What to work on | Only the lines from the one with "the wooden railing" onward are wanted, through the last line of the entries, set down exactly.
________________________
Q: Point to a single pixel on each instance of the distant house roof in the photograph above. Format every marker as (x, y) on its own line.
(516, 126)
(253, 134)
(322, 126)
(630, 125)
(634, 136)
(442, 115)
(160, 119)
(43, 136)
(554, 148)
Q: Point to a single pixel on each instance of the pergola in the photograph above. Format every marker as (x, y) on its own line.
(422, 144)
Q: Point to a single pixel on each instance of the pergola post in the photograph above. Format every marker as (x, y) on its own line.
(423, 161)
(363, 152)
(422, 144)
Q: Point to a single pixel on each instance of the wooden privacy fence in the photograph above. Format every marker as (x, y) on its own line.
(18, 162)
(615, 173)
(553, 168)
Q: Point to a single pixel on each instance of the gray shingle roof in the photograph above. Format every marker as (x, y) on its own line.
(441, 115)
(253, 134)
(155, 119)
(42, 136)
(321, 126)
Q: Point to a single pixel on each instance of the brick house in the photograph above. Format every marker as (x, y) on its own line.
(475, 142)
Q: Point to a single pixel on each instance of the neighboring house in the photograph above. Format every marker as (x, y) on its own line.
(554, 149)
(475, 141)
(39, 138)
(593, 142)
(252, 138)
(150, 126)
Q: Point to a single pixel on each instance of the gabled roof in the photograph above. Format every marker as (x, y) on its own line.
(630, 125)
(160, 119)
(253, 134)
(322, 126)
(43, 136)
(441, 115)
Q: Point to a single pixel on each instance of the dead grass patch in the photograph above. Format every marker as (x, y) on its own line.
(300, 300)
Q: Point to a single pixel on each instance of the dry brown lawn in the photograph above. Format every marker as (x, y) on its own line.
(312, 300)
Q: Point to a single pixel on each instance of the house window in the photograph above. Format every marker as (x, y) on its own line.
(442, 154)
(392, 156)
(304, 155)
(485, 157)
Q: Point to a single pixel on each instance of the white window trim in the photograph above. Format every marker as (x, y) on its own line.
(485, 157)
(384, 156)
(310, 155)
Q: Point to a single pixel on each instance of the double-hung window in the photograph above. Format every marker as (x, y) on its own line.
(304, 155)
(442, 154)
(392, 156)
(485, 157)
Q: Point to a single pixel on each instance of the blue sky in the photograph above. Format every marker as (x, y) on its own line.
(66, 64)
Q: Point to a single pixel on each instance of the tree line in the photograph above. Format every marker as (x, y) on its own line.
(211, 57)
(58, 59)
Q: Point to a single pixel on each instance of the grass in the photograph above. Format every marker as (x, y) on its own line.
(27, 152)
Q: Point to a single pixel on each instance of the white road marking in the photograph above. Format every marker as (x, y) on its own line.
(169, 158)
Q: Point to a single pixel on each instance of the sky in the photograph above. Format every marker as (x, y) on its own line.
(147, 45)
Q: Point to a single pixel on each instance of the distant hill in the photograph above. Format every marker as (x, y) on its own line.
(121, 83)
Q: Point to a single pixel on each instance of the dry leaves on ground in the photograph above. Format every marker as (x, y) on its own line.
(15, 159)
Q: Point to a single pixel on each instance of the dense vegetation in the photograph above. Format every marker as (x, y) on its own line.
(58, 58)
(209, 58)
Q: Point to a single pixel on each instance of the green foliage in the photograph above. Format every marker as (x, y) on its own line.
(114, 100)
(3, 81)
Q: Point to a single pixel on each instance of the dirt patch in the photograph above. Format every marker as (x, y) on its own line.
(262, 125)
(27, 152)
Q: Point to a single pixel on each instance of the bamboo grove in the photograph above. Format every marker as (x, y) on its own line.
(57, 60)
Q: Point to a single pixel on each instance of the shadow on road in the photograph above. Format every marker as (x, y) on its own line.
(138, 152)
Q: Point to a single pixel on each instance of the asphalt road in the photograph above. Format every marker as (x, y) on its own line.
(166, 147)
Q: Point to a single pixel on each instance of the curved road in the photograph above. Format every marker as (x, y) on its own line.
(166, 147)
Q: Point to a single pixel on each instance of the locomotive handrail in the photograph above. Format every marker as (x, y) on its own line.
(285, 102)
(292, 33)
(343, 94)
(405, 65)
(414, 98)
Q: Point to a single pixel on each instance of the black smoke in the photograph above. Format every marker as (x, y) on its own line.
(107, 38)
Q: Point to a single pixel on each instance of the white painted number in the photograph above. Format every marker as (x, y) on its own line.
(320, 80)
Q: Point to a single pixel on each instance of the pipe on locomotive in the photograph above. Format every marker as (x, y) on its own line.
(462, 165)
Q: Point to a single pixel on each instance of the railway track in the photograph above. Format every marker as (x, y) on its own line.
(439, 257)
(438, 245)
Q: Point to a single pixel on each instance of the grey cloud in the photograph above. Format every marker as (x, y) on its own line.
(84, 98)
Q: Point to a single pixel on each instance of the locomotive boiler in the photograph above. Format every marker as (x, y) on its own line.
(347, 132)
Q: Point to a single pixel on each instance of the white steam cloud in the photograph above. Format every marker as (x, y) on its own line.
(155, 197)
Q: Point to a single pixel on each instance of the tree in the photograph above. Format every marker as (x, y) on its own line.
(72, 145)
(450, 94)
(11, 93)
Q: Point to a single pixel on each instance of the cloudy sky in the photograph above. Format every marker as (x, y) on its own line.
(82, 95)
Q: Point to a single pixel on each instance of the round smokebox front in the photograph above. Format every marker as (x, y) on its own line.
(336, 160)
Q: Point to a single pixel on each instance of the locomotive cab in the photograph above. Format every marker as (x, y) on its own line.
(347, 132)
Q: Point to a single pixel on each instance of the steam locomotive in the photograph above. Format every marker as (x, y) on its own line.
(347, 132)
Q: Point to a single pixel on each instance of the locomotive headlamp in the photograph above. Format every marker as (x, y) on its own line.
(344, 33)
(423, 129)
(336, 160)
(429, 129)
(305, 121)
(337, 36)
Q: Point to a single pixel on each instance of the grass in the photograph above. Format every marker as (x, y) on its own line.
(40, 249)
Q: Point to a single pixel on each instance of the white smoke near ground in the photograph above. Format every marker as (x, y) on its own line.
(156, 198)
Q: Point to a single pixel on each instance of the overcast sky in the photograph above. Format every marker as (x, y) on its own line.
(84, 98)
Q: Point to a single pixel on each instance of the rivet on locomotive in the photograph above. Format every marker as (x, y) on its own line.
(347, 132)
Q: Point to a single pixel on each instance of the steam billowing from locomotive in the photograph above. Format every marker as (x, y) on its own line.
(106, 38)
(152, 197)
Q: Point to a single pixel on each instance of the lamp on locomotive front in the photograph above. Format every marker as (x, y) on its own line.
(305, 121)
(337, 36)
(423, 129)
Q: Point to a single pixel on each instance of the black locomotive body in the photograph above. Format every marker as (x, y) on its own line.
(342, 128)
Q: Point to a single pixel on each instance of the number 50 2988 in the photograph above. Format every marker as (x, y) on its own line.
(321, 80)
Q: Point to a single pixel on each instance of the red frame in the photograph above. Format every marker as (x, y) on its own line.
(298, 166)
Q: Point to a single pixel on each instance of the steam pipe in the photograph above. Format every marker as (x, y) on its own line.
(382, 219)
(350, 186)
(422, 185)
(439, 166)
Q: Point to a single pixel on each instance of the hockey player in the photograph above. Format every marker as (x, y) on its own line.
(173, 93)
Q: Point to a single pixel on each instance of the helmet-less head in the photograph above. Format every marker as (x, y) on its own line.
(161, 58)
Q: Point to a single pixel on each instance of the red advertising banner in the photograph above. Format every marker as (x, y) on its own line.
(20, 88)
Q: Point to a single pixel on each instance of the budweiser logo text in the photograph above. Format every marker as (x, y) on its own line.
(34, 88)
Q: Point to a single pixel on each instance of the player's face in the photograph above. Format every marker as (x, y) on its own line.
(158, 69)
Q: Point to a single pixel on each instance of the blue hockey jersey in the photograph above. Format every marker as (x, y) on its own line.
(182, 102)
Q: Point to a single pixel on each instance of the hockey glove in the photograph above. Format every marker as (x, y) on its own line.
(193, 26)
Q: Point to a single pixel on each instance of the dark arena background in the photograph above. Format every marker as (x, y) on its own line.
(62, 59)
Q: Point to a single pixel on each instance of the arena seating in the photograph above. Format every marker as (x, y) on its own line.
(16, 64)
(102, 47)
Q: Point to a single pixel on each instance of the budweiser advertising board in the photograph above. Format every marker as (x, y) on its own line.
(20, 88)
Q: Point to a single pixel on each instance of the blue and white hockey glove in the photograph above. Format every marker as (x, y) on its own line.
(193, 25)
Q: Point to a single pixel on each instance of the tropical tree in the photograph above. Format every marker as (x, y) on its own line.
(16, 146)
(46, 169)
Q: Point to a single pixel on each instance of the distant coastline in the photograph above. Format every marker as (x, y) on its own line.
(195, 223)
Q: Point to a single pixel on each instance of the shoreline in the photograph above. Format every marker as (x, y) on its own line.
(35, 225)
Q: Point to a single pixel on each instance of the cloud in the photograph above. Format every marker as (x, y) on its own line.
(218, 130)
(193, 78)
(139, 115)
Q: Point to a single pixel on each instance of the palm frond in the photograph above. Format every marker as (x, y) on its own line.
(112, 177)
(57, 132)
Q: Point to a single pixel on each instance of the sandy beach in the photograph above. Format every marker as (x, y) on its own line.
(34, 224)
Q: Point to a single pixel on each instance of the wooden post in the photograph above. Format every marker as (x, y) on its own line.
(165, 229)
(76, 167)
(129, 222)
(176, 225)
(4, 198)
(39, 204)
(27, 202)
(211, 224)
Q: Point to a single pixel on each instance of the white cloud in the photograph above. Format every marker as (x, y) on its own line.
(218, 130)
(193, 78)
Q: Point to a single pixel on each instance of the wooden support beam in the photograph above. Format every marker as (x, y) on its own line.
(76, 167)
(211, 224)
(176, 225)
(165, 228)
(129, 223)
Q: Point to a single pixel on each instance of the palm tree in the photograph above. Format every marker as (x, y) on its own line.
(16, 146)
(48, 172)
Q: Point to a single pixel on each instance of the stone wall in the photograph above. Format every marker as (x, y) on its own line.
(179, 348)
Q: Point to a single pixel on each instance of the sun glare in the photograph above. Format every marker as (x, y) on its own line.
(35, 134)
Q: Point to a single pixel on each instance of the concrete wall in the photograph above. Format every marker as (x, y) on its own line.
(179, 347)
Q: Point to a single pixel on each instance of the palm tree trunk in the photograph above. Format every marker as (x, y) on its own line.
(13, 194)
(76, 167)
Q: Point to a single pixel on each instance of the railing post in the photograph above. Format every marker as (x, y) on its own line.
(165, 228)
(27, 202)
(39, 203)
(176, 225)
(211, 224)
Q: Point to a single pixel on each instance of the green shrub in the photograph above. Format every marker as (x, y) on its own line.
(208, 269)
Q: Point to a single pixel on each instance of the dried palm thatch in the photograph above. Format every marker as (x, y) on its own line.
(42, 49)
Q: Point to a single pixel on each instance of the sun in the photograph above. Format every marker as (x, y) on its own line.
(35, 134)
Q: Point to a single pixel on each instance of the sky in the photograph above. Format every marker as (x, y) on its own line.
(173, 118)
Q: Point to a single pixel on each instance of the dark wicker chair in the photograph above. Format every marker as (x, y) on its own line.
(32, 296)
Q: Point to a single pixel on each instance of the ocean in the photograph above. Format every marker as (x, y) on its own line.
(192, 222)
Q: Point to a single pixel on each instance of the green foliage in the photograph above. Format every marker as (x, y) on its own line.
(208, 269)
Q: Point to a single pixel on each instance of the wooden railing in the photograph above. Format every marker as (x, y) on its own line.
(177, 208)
________________________
Solved exercise |
Q: Point to a single pixel on each instance of the wooden railing in the photograph above. Format every marker as (x, y) on its own line.
(177, 208)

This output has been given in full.